-- SUPPLIED RECORDS --
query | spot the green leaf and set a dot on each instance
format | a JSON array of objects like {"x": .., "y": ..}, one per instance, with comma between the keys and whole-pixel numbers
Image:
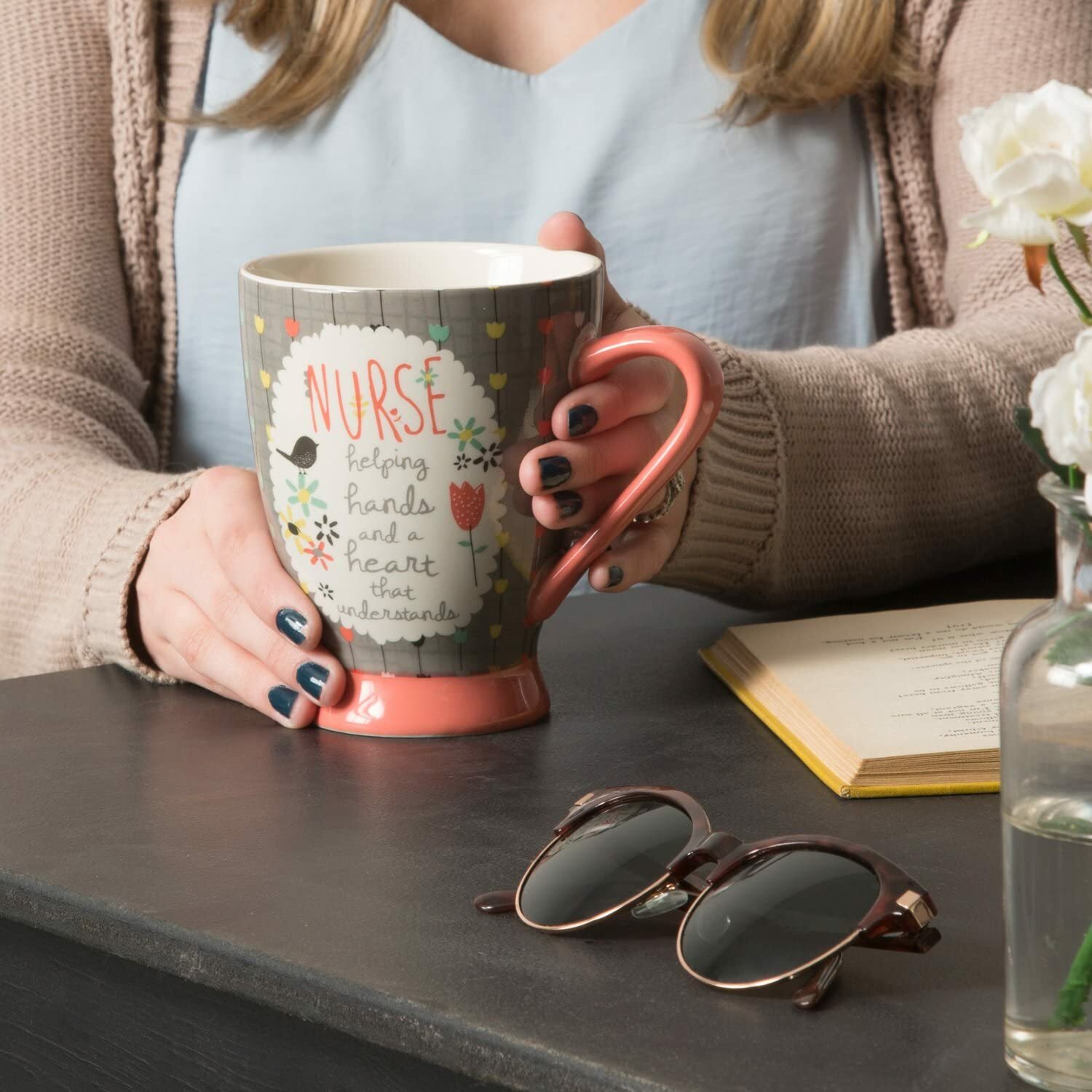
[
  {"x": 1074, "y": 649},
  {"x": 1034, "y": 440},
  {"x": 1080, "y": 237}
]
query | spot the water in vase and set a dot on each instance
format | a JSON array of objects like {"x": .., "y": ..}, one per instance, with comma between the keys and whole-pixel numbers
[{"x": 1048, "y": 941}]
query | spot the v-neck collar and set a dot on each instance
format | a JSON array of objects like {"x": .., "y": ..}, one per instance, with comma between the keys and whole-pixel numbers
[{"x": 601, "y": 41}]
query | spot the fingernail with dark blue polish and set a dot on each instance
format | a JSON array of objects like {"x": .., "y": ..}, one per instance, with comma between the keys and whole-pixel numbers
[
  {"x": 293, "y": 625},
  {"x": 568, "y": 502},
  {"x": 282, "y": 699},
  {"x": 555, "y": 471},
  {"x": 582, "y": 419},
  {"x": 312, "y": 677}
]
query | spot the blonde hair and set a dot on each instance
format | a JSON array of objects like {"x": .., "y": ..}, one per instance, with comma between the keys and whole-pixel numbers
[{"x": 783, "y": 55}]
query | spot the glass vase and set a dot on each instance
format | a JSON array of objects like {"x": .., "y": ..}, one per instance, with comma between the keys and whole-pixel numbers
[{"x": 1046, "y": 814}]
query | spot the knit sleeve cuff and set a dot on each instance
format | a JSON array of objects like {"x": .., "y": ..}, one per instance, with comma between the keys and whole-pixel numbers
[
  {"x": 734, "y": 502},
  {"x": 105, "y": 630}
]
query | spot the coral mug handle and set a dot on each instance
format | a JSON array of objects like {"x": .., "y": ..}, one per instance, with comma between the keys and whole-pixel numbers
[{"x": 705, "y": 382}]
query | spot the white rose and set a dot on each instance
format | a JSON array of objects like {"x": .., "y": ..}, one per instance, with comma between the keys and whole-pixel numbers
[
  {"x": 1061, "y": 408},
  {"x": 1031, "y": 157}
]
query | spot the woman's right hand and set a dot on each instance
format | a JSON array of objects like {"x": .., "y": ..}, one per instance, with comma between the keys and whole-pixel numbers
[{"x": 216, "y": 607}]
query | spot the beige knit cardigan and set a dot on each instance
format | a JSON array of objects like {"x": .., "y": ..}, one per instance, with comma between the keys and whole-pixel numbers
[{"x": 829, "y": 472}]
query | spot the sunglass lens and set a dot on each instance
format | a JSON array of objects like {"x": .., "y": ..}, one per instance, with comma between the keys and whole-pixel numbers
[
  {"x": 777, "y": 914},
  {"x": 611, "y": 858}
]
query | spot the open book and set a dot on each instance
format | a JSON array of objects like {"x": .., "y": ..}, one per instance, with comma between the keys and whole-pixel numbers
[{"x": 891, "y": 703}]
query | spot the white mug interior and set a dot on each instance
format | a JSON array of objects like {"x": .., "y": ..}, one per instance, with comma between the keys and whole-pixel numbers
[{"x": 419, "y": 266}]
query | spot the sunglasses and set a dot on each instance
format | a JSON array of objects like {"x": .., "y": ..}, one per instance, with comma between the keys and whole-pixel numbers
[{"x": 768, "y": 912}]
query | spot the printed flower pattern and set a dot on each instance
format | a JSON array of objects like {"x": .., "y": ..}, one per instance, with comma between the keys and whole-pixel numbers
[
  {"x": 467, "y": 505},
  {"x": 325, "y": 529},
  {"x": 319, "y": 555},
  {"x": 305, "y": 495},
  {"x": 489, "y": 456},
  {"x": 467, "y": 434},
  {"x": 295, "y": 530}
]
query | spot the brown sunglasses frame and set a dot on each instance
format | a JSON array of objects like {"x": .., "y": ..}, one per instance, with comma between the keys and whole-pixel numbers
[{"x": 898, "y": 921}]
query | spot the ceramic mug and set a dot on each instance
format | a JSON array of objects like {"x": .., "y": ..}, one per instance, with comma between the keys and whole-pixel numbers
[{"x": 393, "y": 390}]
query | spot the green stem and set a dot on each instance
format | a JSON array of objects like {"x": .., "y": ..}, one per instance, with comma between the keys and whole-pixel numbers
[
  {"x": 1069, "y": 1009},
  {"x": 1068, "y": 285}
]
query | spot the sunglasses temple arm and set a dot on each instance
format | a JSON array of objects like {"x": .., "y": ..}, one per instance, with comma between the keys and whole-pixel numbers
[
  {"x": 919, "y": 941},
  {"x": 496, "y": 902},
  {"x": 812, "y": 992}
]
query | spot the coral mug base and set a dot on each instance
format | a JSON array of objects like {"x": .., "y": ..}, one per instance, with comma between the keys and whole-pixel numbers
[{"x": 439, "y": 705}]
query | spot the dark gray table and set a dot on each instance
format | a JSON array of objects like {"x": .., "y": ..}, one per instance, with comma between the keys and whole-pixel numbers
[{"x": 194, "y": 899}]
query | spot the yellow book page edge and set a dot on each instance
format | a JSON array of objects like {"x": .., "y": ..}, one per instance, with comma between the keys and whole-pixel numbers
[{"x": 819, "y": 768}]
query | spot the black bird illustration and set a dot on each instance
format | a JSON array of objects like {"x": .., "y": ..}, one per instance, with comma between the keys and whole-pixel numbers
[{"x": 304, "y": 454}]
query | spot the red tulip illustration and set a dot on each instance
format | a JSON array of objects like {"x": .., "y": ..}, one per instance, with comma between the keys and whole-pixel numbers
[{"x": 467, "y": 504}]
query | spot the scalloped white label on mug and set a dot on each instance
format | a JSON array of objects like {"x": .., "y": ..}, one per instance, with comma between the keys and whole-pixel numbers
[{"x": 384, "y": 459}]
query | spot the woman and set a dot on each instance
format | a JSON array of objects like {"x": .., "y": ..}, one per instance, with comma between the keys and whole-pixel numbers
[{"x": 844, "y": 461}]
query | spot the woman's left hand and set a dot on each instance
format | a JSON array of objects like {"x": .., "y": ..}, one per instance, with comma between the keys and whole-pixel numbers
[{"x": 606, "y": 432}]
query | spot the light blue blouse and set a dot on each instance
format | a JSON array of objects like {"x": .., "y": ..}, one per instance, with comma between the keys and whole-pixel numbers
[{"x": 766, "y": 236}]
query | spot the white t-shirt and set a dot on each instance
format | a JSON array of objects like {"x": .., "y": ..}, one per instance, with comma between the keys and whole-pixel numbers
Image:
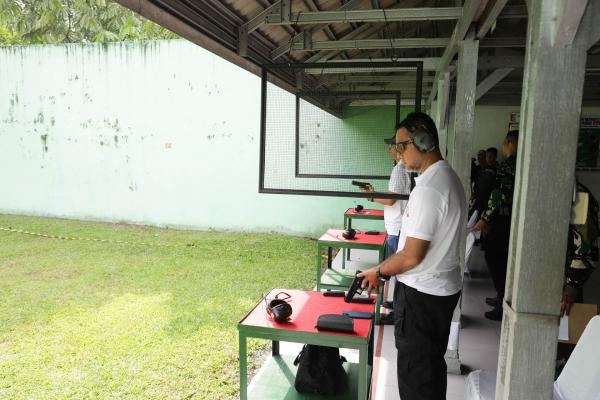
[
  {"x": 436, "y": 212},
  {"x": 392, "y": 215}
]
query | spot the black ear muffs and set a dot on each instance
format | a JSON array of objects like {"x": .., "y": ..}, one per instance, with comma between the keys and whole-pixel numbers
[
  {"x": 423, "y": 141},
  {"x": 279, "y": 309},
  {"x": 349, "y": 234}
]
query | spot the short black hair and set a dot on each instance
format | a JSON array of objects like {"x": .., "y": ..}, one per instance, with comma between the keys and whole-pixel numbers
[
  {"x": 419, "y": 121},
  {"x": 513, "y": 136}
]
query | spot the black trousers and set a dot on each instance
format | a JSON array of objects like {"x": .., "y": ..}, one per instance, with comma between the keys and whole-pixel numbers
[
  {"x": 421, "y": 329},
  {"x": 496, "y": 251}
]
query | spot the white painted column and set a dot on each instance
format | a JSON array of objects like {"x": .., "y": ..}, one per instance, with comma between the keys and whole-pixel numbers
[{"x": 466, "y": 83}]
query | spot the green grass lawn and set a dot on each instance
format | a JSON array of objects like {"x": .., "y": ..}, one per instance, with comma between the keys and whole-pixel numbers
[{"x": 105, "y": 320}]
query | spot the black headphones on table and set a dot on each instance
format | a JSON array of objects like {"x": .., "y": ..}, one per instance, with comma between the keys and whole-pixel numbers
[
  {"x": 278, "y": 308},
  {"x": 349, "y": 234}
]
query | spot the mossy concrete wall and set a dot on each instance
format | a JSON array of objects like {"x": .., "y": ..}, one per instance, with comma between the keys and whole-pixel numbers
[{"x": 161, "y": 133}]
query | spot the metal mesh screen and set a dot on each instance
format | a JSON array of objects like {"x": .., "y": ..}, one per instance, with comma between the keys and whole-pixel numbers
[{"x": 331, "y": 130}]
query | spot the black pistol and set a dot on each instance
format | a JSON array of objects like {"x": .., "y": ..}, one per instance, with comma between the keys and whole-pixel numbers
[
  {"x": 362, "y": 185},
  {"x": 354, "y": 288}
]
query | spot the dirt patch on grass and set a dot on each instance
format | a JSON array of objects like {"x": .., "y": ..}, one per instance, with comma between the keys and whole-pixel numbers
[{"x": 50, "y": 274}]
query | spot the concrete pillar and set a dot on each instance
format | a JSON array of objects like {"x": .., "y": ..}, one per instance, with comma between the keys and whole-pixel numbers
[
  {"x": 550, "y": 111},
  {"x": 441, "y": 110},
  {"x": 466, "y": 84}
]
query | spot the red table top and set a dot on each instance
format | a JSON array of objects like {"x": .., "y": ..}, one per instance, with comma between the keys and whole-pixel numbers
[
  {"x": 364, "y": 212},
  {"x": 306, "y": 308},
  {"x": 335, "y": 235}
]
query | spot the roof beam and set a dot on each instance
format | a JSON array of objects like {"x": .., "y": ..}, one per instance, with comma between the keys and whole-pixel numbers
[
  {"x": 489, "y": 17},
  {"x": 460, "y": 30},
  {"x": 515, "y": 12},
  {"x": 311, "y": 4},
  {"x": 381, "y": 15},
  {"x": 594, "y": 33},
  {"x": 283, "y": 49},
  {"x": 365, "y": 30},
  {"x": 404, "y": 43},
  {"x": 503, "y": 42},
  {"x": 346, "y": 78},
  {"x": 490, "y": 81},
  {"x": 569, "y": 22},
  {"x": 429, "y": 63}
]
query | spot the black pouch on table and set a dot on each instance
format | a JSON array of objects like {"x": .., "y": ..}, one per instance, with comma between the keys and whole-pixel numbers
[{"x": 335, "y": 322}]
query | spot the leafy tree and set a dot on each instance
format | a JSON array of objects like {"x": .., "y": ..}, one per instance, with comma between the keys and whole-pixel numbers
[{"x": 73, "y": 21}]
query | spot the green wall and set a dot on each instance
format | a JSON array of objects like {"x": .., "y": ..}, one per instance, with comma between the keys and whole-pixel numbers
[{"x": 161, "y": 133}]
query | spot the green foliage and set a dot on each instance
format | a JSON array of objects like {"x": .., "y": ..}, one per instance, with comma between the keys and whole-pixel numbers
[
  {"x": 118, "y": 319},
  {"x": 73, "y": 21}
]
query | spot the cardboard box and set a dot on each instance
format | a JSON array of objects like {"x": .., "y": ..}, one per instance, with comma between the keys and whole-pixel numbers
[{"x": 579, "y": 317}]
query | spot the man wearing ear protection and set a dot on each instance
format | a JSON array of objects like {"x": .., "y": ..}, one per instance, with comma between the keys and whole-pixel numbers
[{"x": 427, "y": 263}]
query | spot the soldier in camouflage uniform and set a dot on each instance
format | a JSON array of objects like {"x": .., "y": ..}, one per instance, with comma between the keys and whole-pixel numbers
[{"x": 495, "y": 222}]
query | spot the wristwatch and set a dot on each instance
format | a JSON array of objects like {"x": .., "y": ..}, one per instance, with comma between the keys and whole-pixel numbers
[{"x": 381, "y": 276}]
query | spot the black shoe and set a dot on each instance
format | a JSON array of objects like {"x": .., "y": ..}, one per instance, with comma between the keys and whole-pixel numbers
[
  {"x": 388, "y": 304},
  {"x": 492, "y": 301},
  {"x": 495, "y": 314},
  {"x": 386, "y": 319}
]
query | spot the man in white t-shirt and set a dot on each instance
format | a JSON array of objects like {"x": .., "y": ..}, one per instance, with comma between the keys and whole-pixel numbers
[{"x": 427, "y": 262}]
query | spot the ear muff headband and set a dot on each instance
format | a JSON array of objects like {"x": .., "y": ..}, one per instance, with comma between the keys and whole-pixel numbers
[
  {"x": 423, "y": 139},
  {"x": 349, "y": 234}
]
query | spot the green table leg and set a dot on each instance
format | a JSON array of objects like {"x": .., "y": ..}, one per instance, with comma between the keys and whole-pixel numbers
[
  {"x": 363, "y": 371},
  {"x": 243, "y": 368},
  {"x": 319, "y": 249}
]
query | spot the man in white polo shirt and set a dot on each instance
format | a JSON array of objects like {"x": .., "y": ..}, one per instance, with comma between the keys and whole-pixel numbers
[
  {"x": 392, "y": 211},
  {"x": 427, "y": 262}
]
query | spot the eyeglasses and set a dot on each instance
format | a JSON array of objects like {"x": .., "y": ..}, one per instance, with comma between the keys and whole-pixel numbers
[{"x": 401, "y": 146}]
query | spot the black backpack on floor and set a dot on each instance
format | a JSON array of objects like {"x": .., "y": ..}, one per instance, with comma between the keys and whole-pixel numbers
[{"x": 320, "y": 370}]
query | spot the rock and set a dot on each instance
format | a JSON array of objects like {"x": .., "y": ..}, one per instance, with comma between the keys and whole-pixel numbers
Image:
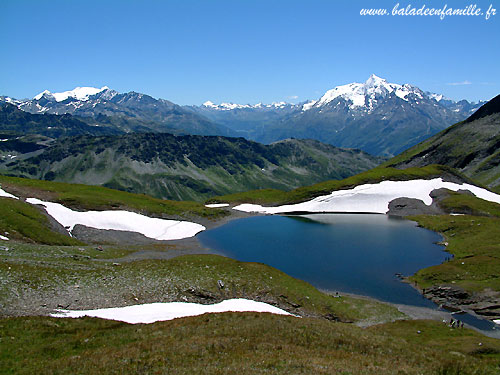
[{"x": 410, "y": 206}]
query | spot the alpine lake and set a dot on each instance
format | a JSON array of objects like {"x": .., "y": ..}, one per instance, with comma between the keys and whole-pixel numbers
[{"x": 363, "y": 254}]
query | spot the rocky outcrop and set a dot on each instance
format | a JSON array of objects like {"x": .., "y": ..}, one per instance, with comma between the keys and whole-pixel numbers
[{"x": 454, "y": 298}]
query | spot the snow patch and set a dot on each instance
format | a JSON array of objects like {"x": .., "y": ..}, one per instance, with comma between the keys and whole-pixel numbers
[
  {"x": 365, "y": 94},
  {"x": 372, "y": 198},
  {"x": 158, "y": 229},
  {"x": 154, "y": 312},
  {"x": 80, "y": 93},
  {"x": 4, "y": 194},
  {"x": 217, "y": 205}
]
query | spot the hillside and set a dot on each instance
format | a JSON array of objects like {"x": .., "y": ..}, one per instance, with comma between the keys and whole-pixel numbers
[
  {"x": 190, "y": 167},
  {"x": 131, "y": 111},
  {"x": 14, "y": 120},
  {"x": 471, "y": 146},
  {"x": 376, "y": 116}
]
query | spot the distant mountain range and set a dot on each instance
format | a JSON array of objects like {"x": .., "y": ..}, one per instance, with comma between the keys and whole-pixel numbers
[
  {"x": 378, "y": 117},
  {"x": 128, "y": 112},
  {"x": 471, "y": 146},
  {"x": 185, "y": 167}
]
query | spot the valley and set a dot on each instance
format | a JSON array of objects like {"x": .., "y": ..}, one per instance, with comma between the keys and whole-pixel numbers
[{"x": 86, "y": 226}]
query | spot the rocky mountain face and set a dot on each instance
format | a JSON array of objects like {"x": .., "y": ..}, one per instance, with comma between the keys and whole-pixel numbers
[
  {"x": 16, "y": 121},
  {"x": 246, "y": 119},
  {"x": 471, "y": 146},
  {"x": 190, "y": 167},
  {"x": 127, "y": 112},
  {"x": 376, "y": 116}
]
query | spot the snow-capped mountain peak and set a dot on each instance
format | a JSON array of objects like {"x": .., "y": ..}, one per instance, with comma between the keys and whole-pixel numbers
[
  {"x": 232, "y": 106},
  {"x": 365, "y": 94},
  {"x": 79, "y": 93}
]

-- YOUR GOAL --
A single number is the expected reply: the number of lines in the listing that contain the string "sunglasses".

-- SOLUTION TO THIS PROBLEM --
3